── Exercise input ──

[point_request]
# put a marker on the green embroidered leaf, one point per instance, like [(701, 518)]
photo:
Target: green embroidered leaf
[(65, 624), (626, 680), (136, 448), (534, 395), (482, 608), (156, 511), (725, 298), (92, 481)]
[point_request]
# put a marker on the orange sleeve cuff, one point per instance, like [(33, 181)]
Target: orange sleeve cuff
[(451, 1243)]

───
── Exercise input ──

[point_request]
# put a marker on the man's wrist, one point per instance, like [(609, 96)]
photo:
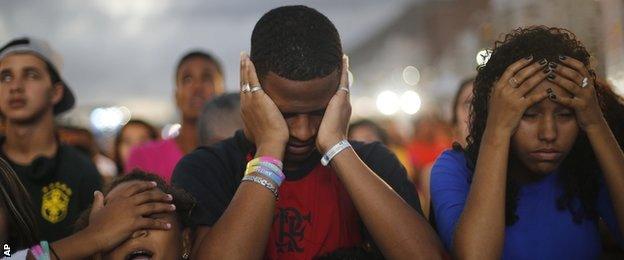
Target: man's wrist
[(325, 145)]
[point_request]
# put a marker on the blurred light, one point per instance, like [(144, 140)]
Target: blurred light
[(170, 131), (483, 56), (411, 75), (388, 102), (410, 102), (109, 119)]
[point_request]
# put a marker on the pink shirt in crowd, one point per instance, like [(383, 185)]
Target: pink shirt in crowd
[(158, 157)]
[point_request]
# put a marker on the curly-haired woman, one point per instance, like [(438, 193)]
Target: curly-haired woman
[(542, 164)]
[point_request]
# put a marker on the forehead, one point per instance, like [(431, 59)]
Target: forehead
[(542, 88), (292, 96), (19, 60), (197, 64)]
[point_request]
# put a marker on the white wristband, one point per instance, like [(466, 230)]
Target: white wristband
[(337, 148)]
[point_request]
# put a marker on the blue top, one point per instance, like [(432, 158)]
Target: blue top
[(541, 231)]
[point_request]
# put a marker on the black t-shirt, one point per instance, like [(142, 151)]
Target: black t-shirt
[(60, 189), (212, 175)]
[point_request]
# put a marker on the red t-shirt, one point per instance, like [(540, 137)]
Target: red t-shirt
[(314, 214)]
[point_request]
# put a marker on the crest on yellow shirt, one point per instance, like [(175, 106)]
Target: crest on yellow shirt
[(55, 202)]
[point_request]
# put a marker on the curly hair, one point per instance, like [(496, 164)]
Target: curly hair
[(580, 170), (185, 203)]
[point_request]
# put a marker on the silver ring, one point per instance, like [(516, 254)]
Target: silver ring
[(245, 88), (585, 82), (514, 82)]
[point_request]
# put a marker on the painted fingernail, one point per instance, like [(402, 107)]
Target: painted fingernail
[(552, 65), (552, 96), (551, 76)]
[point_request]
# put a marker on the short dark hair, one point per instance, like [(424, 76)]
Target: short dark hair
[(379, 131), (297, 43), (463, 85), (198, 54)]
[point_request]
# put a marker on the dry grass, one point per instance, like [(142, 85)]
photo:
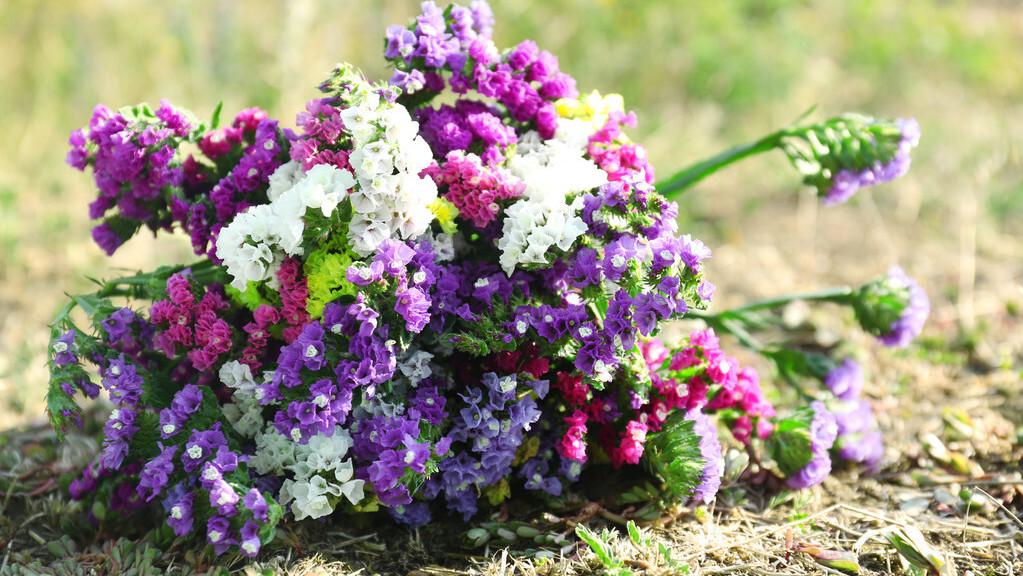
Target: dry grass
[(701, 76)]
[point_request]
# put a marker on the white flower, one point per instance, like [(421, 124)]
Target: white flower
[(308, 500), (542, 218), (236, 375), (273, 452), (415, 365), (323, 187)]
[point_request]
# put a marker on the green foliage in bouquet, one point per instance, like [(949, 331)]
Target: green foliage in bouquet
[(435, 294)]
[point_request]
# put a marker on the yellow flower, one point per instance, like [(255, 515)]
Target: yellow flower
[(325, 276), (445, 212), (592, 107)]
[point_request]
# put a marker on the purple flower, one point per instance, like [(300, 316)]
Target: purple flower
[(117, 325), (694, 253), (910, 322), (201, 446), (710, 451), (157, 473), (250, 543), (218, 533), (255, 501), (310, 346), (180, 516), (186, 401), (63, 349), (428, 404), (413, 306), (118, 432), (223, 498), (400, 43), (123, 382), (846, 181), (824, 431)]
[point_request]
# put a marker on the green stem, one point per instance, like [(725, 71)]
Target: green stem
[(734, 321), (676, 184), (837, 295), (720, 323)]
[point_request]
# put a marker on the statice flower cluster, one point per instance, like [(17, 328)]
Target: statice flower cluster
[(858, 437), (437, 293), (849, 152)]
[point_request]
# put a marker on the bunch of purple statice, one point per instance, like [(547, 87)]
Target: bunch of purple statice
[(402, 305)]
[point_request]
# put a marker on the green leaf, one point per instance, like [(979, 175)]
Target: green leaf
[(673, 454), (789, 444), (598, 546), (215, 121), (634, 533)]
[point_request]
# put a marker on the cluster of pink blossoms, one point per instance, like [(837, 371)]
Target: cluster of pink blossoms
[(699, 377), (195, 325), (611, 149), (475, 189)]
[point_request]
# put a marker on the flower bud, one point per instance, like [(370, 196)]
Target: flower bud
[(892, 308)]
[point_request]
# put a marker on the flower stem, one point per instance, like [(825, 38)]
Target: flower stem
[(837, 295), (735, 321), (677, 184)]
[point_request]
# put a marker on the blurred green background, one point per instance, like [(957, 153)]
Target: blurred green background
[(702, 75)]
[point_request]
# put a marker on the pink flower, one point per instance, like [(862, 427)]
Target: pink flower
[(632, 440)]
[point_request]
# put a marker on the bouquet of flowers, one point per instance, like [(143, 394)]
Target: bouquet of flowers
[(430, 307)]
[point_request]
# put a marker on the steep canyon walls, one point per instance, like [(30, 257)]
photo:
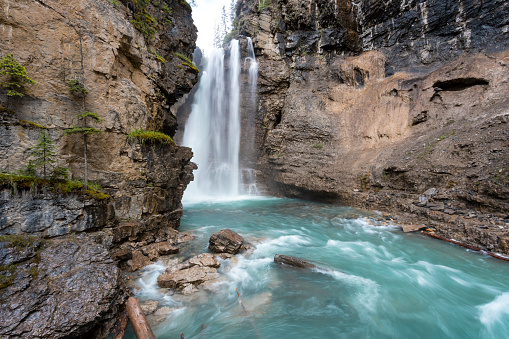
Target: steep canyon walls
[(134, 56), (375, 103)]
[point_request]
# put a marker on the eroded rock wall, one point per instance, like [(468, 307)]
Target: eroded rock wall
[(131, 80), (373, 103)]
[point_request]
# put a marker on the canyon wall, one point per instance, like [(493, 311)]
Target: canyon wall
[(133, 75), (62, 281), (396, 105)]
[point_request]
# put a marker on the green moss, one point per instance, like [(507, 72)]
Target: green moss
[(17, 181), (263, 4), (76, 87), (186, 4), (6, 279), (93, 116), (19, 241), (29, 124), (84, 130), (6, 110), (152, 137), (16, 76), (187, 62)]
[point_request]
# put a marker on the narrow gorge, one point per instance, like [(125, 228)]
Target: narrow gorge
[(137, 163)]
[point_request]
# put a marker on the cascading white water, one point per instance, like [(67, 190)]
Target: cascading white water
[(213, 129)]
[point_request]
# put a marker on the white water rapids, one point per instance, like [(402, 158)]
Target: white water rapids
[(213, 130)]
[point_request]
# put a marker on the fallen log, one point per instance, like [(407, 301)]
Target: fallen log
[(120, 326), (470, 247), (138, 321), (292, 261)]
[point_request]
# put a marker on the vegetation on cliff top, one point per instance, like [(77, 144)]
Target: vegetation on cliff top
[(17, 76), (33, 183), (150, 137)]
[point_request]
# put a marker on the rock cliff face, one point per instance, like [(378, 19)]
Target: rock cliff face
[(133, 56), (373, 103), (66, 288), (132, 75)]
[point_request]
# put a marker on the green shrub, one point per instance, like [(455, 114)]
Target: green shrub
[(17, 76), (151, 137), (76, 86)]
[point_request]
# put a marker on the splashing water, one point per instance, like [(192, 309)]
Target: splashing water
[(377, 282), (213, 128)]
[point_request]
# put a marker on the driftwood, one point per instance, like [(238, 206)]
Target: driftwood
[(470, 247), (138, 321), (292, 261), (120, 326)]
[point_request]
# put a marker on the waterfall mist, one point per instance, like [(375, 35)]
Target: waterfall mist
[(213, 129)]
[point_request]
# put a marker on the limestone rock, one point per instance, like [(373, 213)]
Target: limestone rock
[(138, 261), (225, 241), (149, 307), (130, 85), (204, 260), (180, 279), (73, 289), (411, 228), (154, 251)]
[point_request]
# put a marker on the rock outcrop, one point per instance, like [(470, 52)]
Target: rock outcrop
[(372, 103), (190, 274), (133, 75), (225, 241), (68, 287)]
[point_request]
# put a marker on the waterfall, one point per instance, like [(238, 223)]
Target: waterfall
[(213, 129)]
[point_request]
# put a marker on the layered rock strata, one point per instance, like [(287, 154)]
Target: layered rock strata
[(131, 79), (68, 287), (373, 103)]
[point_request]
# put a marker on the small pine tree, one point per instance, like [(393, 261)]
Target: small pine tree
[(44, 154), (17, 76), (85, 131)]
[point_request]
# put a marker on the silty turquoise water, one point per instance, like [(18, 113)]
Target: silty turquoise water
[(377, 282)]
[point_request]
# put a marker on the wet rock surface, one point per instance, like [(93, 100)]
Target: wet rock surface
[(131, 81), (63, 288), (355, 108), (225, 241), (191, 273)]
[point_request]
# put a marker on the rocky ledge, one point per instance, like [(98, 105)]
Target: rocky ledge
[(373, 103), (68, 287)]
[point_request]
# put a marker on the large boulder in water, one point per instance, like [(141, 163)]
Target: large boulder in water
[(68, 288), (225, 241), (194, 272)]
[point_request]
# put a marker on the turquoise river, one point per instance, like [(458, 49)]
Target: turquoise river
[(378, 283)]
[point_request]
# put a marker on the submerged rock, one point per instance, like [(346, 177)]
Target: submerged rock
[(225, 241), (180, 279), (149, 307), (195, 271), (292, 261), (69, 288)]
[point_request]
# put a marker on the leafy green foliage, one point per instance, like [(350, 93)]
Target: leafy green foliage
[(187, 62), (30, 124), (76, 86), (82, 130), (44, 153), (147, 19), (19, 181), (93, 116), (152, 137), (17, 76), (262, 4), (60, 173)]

───

§ **What you should do**
After locating the line containing "Target: man's wrist" in the entries above, return it and every line after it exactly, ending at the line containing "# put a marker on the white flower, one", without pictures.

§ **Output below**
Target: man's wrist
[(325, 145)]
[point_request]
# put a marker on the blurred light, one point per instance, like [(144, 140)]
Target: blurred light
[(170, 131), (483, 56), (411, 75), (388, 102), (410, 102), (109, 119)]
[point_request]
# put a marker on the pink shirt in crowd, one point per instance, like [(383, 185)]
Target: pink shirt in crowd
[(158, 157)]
[point_request]
# put a marker on the curly-haired woman, one point per instance, like [(438, 193)]
Target: curly-haired woman
[(542, 164)]
[point_request]
# put a marker on the forehead, one point per instance, like [(431, 59)]
Target: forehead
[(542, 88), (292, 96), (19, 60), (197, 64)]
[point_request]
# put a marker on the white wristband, one point per instance, like [(466, 230)]
Target: white wristband
[(337, 148)]
[point_request]
# put a marker on the blue top, one point per instance, like [(432, 158)]
Target: blue top
[(541, 231)]
[point_request]
# put a marker on the black t-shirt, one point per instance, like [(142, 151)]
Target: black t-shirt
[(60, 189), (212, 175)]
[point_request]
# put a marker on the red t-shirt, one point per instance, like [(540, 137)]
Target: red t-shirt
[(314, 214)]
[point_request]
# put a marker on the crest on yellow shirt, one point per instance, like [(175, 106)]
Target: crest on yellow shirt
[(55, 202)]
[point_request]
# put a marker on the curly hair, one point per instance, like [(496, 164)]
Target: curly hair
[(580, 170), (185, 203)]
[point_request]
# put a marker on the silver ring, one point per instance, like [(516, 254)]
Target: silver ring
[(245, 88), (585, 82), (514, 82)]
[point_request]
# put a marker on the painted fingernail, one point per instance, like [(402, 107)]
Target: painted fingernail
[(552, 65), (552, 96), (551, 76)]
[point_request]
# put a marker on the short dark hair, one point per instance, like [(424, 76)]
Target: short dark hair
[(379, 131), (297, 43), (463, 85), (198, 54)]
[point_request]
# put a marker on the dry grass, one point per instance, like [(142, 85)]
photo:
Target: dry grass
[(701, 76)]
[point_request]
# put a marker on the white flower, one point per instance, like [(421, 124)]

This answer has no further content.